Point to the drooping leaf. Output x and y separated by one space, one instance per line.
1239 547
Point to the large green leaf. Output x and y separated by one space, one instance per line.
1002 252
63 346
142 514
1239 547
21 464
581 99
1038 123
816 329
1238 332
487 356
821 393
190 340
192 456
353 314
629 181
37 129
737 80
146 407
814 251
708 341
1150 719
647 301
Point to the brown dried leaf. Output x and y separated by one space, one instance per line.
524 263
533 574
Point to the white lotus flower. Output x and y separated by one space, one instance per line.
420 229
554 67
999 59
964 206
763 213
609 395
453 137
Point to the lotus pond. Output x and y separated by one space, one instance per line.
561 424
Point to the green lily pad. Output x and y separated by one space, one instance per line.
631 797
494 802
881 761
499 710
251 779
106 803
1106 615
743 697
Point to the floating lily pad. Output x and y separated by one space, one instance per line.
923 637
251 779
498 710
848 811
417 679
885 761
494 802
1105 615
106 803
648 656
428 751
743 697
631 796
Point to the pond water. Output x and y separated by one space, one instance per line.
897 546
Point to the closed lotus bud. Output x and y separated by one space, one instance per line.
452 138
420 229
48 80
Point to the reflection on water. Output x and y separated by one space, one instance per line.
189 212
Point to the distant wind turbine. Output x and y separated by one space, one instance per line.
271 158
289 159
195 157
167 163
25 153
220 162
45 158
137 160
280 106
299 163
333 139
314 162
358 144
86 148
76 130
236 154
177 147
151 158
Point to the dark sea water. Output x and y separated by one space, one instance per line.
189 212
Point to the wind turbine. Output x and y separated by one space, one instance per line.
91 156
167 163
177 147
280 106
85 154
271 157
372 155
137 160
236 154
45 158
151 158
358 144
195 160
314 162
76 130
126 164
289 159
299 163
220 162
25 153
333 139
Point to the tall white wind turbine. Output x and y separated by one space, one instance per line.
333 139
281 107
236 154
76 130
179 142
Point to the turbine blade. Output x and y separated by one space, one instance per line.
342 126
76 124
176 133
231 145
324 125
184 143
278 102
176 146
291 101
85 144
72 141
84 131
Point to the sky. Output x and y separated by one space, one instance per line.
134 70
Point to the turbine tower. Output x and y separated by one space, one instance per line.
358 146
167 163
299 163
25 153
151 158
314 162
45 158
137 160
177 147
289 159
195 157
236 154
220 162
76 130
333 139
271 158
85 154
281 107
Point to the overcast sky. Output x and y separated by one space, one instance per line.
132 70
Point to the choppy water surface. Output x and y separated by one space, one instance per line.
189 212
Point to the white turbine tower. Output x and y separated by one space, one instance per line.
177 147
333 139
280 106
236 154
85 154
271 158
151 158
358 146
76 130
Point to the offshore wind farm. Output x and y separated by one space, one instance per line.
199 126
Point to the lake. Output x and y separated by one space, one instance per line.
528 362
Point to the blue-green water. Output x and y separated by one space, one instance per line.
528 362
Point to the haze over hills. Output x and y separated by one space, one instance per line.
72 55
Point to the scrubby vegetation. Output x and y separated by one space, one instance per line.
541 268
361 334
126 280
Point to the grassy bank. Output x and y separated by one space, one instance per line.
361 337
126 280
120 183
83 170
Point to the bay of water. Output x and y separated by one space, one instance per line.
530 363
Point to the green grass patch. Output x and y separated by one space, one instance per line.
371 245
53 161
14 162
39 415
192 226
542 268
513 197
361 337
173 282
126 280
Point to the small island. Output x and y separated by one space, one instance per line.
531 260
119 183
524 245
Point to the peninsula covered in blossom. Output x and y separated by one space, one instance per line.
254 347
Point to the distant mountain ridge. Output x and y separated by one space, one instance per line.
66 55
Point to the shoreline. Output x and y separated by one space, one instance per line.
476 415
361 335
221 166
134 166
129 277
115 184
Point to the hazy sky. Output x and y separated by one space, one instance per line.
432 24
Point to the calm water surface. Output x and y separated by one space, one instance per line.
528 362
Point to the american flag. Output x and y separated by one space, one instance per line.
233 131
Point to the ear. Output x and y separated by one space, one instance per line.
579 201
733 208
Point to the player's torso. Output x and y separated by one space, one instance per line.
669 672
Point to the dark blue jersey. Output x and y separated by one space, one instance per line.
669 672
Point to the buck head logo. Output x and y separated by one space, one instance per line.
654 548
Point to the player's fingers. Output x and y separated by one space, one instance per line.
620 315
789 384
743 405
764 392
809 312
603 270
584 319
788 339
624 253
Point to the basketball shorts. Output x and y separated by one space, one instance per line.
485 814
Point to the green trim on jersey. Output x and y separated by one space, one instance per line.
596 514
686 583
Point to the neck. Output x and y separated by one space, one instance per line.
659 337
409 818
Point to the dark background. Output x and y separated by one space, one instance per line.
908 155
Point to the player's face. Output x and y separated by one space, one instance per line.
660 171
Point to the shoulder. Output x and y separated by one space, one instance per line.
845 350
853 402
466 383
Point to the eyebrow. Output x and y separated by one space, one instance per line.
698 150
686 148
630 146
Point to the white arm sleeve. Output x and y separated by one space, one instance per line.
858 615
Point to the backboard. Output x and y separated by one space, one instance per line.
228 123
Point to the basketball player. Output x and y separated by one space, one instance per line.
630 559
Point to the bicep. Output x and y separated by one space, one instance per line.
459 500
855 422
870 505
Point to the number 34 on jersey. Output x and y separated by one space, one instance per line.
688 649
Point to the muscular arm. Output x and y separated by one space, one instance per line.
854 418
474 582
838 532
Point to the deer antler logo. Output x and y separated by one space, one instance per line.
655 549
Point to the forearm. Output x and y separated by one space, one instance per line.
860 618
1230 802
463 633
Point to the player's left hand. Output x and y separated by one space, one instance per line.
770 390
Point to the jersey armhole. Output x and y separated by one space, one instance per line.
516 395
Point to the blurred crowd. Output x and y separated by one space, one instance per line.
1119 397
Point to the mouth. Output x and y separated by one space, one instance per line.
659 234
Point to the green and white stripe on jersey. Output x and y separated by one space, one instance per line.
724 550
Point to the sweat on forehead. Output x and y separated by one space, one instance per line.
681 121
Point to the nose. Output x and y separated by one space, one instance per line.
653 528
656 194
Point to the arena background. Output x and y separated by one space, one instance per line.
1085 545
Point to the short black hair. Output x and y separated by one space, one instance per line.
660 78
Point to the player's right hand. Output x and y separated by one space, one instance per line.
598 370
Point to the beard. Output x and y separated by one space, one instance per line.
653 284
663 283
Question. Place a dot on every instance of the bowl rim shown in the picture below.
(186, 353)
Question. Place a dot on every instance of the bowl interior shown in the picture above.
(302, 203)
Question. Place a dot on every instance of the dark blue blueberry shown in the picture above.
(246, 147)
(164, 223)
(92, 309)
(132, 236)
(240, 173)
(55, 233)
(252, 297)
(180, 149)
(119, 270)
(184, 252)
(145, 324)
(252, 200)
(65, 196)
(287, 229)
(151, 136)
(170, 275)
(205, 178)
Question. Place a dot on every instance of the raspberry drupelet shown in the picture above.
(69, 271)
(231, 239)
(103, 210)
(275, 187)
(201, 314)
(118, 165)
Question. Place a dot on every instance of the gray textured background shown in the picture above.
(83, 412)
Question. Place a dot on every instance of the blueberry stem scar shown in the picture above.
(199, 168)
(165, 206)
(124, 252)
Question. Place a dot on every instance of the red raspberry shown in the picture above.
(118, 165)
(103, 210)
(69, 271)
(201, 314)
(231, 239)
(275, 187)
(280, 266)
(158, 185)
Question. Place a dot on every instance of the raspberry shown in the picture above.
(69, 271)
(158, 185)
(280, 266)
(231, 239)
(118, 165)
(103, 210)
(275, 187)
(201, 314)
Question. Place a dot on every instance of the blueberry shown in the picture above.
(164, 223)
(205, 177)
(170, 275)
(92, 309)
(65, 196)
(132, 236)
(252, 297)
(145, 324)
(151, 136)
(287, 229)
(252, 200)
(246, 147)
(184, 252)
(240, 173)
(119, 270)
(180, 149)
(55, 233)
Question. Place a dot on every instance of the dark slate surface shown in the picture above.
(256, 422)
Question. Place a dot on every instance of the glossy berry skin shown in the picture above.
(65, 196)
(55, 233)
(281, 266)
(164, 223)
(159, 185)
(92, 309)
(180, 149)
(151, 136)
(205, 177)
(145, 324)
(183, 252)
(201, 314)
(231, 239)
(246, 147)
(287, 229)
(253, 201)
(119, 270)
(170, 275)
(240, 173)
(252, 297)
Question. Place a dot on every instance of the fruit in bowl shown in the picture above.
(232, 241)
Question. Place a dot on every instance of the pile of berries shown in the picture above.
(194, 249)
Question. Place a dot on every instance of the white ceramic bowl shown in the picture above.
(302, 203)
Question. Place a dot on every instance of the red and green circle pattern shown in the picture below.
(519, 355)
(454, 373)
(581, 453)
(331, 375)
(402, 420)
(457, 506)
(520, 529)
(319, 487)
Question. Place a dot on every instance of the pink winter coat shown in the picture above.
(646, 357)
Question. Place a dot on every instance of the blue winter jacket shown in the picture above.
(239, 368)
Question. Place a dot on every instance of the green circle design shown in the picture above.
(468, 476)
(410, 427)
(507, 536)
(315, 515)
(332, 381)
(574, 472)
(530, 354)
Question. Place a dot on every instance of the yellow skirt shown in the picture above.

# Required work:
Please restate word for word only the lines from the one with "Question. Place a dot on every instance of the white" through the final line of the listing above, both of them included.

# Result of this task:
Question. Place a dot on every instance of the white ceramic bowl shown in the picture above.
(302, 203)
Question. Place a dot on every instance of the red and green circle pattern shown in the picture below.
(519, 355)
(454, 373)
(581, 453)
(331, 375)
(402, 420)
(457, 506)
(520, 529)
(319, 487)
Question. Place a dot on every instance of the pink winter coat shown in the picture above.
(646, 357)
Question. Place a dot on every instance of the blue winter jacket shown in the picture above.
(239, 368)
Question. Place a dot on every instance of the green circle design shown in the picture above.
(468, 476)
(410, 427)
(507, 536)
(315, 515)
(332, 381)
(574, 472)
(530, 354)
Question. Place a dot on every instance of the yellow skirt shown in the picture above.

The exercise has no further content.